Detection annotation listing:
◇ ◇ ◇ ◇
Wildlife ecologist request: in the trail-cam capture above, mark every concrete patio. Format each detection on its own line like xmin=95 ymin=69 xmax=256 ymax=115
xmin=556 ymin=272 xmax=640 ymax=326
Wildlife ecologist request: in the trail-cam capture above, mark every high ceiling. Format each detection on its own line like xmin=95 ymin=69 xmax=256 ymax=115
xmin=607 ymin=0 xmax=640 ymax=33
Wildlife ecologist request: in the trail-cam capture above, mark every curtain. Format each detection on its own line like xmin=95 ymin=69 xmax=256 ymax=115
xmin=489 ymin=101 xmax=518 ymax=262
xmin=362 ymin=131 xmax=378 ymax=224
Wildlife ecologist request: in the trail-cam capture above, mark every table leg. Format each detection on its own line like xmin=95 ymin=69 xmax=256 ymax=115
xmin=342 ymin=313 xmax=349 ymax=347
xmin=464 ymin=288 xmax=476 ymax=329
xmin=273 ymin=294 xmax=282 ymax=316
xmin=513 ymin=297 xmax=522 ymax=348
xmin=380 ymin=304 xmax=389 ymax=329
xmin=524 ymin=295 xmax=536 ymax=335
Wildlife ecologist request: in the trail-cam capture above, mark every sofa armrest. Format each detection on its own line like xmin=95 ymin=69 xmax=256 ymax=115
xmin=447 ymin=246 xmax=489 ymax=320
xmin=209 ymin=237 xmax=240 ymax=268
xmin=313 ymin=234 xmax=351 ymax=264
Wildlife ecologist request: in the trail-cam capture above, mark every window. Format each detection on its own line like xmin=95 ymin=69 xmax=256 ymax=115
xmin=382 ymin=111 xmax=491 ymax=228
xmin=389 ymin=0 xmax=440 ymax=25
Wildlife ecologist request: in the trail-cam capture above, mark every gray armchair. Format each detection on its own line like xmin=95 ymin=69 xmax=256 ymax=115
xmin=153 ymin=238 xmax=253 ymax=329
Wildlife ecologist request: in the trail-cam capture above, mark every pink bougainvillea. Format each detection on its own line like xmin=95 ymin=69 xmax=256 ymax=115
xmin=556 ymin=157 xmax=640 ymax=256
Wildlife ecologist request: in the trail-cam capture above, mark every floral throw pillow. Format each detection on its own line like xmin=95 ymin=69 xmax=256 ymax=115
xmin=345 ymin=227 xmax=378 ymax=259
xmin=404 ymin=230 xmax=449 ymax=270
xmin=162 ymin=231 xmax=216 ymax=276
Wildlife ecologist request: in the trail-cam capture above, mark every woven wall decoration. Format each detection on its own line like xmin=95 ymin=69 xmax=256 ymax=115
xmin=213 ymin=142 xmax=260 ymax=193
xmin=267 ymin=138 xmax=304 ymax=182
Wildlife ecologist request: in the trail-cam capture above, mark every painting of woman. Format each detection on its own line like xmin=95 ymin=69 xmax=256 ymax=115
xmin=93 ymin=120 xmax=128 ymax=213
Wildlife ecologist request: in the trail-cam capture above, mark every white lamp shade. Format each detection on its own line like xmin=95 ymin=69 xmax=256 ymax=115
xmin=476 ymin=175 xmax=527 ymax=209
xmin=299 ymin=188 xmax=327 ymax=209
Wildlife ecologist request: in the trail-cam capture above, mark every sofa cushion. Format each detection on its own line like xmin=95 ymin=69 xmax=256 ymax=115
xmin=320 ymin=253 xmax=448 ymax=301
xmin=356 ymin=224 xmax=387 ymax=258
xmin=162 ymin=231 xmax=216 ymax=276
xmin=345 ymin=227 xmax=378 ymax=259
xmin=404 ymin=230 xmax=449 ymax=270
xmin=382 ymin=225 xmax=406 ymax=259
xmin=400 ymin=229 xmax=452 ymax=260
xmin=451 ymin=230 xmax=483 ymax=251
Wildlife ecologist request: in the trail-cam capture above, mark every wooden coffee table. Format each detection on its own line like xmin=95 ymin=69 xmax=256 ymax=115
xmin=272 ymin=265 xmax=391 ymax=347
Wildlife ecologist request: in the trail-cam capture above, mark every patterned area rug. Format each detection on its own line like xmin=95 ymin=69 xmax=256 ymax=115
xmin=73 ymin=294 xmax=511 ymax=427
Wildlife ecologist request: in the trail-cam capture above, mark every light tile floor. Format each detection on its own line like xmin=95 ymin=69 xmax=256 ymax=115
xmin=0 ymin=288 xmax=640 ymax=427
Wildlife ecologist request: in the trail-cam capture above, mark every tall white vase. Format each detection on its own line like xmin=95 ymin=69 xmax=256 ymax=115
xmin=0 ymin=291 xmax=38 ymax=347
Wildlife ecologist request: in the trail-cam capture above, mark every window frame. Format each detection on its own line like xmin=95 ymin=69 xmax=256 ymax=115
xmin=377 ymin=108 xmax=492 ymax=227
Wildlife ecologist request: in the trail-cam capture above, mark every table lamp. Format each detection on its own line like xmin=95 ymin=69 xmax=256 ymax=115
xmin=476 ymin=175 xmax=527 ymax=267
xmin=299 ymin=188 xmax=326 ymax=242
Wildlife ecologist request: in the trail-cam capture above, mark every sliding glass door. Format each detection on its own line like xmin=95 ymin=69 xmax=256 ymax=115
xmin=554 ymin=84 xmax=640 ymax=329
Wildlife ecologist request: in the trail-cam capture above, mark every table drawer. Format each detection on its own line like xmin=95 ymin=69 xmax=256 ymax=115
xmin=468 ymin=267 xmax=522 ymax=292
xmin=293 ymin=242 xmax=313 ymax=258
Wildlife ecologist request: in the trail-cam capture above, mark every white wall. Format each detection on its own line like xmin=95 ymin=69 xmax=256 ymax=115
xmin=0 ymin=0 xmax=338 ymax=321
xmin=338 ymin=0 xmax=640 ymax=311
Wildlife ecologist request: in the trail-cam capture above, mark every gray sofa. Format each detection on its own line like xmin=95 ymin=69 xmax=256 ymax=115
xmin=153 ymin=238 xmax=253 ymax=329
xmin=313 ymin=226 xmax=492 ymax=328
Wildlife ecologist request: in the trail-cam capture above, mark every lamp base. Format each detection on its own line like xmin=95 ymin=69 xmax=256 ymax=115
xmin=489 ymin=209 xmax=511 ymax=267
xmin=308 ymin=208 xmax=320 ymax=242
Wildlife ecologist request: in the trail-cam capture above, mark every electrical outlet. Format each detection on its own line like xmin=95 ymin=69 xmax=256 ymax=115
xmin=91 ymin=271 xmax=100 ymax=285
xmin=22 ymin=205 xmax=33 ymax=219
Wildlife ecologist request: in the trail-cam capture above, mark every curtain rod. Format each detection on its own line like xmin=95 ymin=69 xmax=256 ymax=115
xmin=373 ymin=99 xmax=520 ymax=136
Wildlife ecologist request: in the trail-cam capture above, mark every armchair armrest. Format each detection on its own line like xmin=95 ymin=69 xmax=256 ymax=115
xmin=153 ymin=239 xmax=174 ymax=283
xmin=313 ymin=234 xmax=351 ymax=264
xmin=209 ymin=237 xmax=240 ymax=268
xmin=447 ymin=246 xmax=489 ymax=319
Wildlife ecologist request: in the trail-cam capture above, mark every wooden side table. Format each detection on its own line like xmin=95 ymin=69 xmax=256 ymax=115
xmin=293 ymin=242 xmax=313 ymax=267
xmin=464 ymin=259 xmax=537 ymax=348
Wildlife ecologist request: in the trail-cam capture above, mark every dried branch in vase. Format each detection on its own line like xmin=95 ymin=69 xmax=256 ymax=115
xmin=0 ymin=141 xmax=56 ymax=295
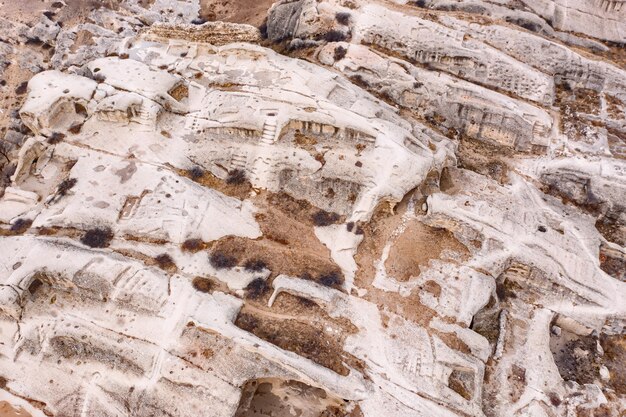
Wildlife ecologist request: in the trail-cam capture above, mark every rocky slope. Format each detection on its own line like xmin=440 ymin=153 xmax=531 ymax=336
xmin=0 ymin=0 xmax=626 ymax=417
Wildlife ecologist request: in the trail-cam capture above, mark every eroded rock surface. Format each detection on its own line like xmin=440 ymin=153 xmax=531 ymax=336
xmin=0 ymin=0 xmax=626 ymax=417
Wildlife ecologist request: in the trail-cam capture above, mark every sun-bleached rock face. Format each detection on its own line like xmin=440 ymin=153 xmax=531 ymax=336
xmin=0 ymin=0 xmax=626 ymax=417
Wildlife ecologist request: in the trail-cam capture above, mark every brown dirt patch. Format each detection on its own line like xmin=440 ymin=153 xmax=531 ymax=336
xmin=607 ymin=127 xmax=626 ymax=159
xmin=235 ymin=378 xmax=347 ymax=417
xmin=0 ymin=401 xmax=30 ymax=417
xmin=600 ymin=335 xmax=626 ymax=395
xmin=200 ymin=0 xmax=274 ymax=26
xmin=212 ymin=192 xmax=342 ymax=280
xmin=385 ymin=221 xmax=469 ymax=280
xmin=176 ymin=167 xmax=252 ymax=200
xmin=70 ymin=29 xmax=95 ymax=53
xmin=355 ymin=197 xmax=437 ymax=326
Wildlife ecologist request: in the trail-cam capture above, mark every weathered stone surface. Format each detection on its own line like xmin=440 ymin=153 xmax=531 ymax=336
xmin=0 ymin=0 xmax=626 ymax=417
◇ ◇ ◇ ◇
* **REQUIREMENTS**
Put the lines of the listing from the line with "every sofa cushion." to the line with "xmin=382 ymin=225 xmax=406 ymax=259" into a numbered list, leaving out any blank lines.

* **SOLUTION**
1. Wildlife ecologist request: in the trail-cam capture above, mark every sofa cushion. Format each detection on its own line like xmin=95 ymin=69 xmax=256 ymax=115
2. xmin=320 ymin=253 xmax=448 ymax=301
3. xmin=356 ymin=224 xmax=387 ymax=258
4. xmin=162 ymin=231 xmax=216 ymax=276
5. xmin=345 ymin=227 xmax=378 ymax=259
6. xmin=404 ymin=230 xmax=449 ymax=270
7. xmin=382 ymin=225 xmax=406 ymax=259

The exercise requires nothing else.